▸ **GIVEN PROBLEM**: Take the records from the line with "Can you tell me where the aircraft door" to the line with "(98, 71), (130, 82)", swap "engine nacelle" for "jet engine housing", and write out only those lines again with nothing else changed.

▸ **DATA RECORDS**:
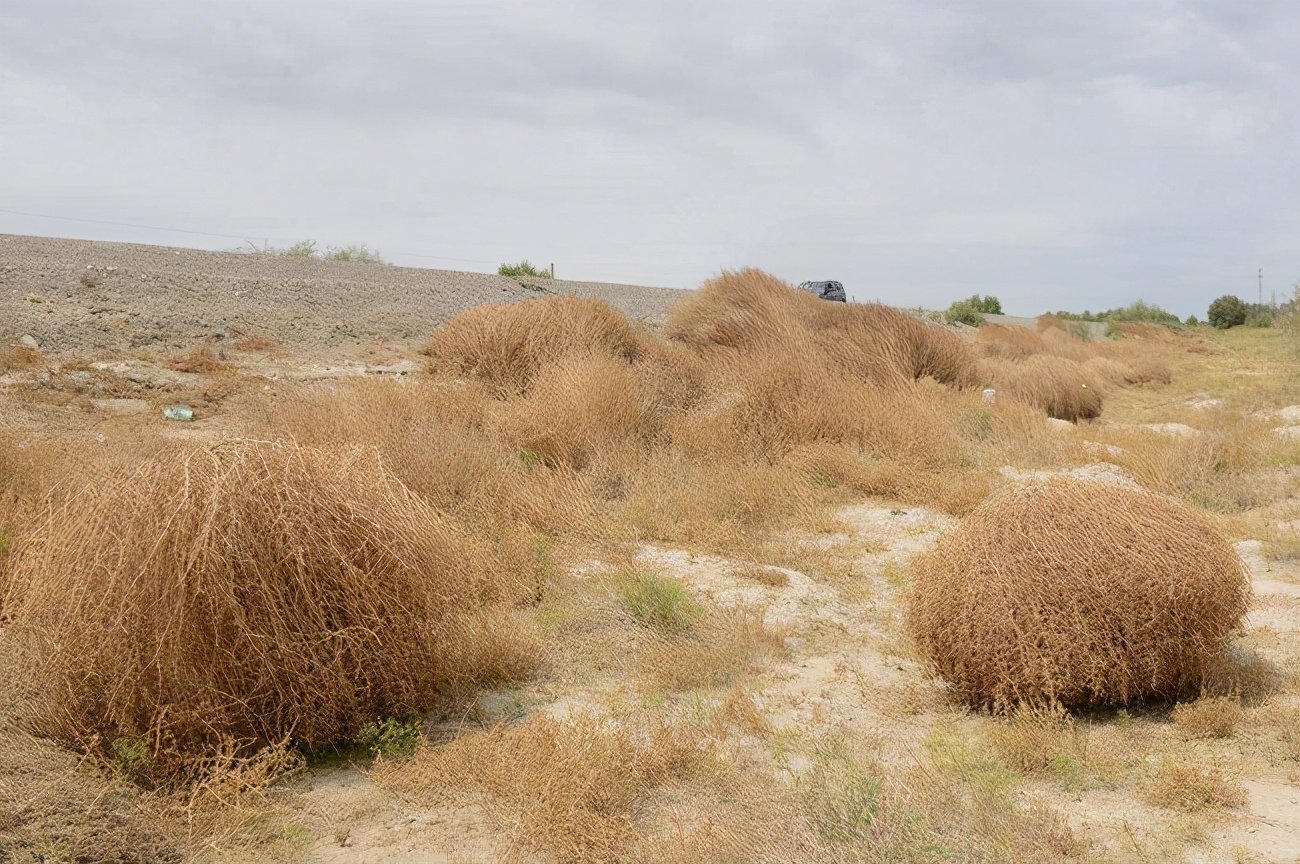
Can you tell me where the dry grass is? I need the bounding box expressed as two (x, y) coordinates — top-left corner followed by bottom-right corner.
(234, 337), (281, 352)
(1143, 761), (1248, 811)
(907, 481), (1249, 711)
(372, 716), (715, 863)
(980, 355), (1102, 422)
(1174, 696), (1245, 738)
(1101, 411), (1300, 513)
(506, 355), (658, 469)
(423, 296), (640, 394)
(5, 442), (533, 773)
(667, 269), (976, 386)
(0, 344), (46, 374)
(166, 344), (234, 374)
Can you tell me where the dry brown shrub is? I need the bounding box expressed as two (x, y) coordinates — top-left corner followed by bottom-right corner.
(1201, 644), (1284, 705)
(980, 355), (1102, 422)
(0, 344), (46, 373)
(371, 715), (715, 863)
(506, 353), (658, 469)
(1106, 412), (1296, 513)
(255, 378), (597, 540)
(616, 450), (819, 552)
(1087, 357), (1136, 387)
(667, 269), (976, 386)
(423, 296), (641, 394)
(1174, 696), (1245, 738)
(1141, 761), (1249, 811)
(5, 442), (534, 773)
(166, 344), (234, 374)
(906, 481), (1251, 711)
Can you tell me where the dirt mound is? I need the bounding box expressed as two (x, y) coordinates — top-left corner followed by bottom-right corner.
(4, 442), (530, 761)
(907, 481), (1251, 711)
(0, 235), (681, 351)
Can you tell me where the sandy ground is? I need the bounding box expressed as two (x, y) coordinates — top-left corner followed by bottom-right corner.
(0, 235), (683, 351)
(0, 236), (1300, 864)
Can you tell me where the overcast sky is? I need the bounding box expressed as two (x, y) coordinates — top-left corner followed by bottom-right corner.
(0, 0), (1300, 316)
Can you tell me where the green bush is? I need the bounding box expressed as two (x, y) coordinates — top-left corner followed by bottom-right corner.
(1205, 294), (1251, 330)
(497, 259), (551, 279)
(944, 294), (1002, 327)
(324, 243), (387, 264)
(356, 717), (424, 759)
(1244, 305), (1273, 327)
(262, 240), (387, 264)
(614, 570), (703, 633)
(1056, 300), (1183, 327)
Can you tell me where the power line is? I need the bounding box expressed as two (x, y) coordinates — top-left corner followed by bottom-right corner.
(0, 207), (493, 265)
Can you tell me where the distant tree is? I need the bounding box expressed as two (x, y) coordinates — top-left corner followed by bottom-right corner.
(1056, 300), (1183, 327)
(944, 294), (1002, 327)
(1205, 294), (1251, 330)
(1244, 303), (1274, 327)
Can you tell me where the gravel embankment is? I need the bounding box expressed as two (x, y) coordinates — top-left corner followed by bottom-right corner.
(0, 234), (683, 351)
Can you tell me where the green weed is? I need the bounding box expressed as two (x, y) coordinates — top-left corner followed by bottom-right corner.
(614, 570), (703, 633)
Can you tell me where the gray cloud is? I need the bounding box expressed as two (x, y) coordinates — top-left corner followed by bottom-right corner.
(0, 0), (1300, 314)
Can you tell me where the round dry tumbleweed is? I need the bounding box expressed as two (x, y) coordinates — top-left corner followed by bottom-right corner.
(907, 481), (1251, 711)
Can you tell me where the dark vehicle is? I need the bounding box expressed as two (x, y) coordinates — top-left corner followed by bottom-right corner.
(800, 282), (849, 303)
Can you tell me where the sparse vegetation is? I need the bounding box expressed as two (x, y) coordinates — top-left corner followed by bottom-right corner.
(1174, 696), (1245, 738)
(254, 239), (387, 264)
(497, 259), (555, 279)
(944, 294), (1002, 327)
(1054, 300), (1183, 327)
(0, 259), (1300, 864)
(1144, 761), (1247, 811)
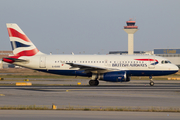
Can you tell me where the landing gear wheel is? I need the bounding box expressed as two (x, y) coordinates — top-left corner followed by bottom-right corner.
(89, 80), (99, 86)
(149, 81), (154, 86)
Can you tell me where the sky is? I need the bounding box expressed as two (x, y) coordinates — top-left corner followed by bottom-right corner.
(0, 0), (180, 54)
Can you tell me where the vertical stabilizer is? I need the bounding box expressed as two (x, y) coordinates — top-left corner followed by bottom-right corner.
(6, 23), (43, 56)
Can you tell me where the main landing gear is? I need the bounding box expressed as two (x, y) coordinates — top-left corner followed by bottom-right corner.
(149, 76), (154, 86)
(89, 80), (99, 86)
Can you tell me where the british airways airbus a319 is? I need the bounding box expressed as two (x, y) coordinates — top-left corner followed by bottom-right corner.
(3, 23), (179, 86)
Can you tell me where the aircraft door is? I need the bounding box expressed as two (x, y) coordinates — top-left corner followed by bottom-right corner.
(39, 57), (46, 68)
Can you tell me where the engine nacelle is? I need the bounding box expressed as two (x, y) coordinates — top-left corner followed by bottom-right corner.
(98, 71), (130, 82)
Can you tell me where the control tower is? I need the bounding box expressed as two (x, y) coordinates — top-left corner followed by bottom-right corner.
(123, 19), (138, 55)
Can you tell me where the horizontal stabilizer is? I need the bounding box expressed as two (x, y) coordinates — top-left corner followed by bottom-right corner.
(3, 57), (28, 63)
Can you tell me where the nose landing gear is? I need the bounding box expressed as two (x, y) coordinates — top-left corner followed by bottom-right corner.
(149, 76), (154, 86)
(89, 80), (99, 86)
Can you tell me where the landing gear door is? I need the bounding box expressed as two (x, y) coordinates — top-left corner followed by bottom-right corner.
(148, 57), (156, 69)
(39, 57), (46, 68)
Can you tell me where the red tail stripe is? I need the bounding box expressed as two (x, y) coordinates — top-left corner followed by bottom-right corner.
(3, 56), (20, 63)
(15, 48), (39, 56)
(134, 59), (158, 62)
(7, 28), (31, 42)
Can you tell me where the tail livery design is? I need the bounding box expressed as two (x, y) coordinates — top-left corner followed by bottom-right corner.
(6, 23), (40, 57)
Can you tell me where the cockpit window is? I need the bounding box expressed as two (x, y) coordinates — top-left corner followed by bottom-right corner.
(161, 60), (171, 64)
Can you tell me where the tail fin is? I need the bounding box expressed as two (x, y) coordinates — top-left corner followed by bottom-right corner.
(6, 23), (43, 56)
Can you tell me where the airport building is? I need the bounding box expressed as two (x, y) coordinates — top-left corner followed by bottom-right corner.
(154, 49), (180, 68)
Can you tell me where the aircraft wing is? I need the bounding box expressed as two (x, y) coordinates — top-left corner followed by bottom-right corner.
(66, 63), (120, 73)
(3, 57), (27, 63)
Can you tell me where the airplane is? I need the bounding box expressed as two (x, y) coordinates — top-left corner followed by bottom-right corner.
(3, 23), (179, 86)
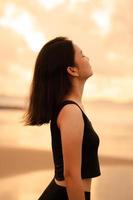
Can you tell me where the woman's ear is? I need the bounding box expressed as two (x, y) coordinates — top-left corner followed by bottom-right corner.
(67, 66), (79, 76)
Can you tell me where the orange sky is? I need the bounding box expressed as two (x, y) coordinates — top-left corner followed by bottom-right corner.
(0, 0), (133, 101)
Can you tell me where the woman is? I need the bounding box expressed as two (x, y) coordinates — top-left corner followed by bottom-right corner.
(25, 37), (101, 200)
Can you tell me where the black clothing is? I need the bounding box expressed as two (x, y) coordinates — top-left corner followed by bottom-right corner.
(50, 100), (101, 180)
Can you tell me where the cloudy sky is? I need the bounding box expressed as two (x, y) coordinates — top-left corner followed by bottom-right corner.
(0, 0), (133, 102)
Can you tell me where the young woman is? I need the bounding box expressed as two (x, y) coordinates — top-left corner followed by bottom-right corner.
(25, 37), (101, 200)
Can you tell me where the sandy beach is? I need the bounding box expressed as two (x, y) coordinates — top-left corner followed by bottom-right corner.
(0, 102), (133, 200)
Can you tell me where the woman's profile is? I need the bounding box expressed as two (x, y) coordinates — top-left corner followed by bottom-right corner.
(24, 37), (101, 200)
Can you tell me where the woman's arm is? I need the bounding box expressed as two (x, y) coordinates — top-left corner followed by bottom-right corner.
(57, 104), (85, 200)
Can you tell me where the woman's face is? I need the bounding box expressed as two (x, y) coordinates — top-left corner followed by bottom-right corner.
(74, 44), (93, 80)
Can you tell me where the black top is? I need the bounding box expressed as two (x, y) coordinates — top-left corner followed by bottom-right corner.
(50, 100), (101, 180)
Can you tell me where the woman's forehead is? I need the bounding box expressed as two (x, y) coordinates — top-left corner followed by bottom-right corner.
(74, 44), (82, 53)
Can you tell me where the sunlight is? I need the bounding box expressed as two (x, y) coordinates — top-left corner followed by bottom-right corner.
(84, 75), (133, 102)
(0, 4), (45, 51)
(91, 10), (110, 34)
(39, 0), (64, 9)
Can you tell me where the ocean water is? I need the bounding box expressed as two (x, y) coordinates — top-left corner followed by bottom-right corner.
(0, 101), (133, 200)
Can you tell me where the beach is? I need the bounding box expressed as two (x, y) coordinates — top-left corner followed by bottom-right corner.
(0, 102), (133, 200)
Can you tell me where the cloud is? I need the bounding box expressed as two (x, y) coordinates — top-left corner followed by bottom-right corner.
(0, 0), (133, 101)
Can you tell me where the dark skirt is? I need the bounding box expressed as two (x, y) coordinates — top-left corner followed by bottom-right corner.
(38, 178), (90, 200)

▸ **ANSWER TO THE TASK**:
Can you tell me where the aircraft door is? I need the bounding box expressed as two (x, y) coordinates — top-left corner followed by bottom-right corner.
(39, 57), (46, 68)
Can you tell me where the jet engine housing is? I need the bounding box expressed as two (x, y) coordinates — top-left corner followed by bottom-right corner.
(98, 71), (130, 82)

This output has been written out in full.